### Sua tarefa
Por favor, repita sem nenhuma alteração o trecho que vai do início das linhas até a linha com "[(195, 432), (238, 609), (386, 613), (822, 621), (259, 412)]", incluindo essa linha.

>>>>>

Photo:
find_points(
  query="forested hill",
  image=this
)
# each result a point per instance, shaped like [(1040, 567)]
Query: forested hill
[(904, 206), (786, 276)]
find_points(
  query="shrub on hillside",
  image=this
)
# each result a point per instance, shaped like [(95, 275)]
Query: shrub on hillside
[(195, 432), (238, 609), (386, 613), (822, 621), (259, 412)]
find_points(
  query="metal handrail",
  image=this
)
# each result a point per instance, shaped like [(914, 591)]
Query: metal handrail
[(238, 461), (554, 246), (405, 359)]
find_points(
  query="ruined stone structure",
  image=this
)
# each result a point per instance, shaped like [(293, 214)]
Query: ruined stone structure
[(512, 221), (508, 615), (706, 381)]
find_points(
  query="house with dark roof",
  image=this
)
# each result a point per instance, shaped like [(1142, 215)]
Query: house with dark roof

<<<<<

### Solução abaixo
Photo:
find_points(
  query="forested hill",
  image=this
)
# each result a point per instance, shaped like [(1040, 567)]
Query: forested hill
[(904, 206), (786, 276)]
find_points(
  query="shrub on hillside",
  image=this
)
# each result a point per instance, shaped like [(95, 275)]
Query: shrub on hillside
[(195, 432), (238, 609), (386, 613), (822, 621), (259, 412)]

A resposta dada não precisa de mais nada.